### EINGABEDATEN
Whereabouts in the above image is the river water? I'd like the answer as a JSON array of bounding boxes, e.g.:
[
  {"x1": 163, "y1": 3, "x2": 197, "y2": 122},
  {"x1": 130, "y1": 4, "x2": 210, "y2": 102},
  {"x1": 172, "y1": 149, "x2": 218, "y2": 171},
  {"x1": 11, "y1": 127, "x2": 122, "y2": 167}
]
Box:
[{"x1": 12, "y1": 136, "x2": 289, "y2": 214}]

### VORGEGEBENE AUFGABE
Bearbeiten Sie die obigen Daten, indem Sie „river water“ durch „lake water“ ersetzen. Alles Übrige bleibt unverändert.

### AUSGEARBEITETE LÖSUNG
Whereabouts in the above image is the lake water? I'd like the answer as a JSON array of bounding boxes, e.g.:
[
  {"x1": 163, "y1": 3, "x2": 197, "y2": 122},
  {"x1": 130, "y1": 4, "x2": 210, "y2": 102},
  {"x1": 172, "y1": 149, "x2": 218, "y2": 171},
  {"x1": 11, "y1": 127, "x2": 122, "y2": 167}
]
Box:
[{"x1": 12, "y1": 136, "x2": 289, "y2": 214}]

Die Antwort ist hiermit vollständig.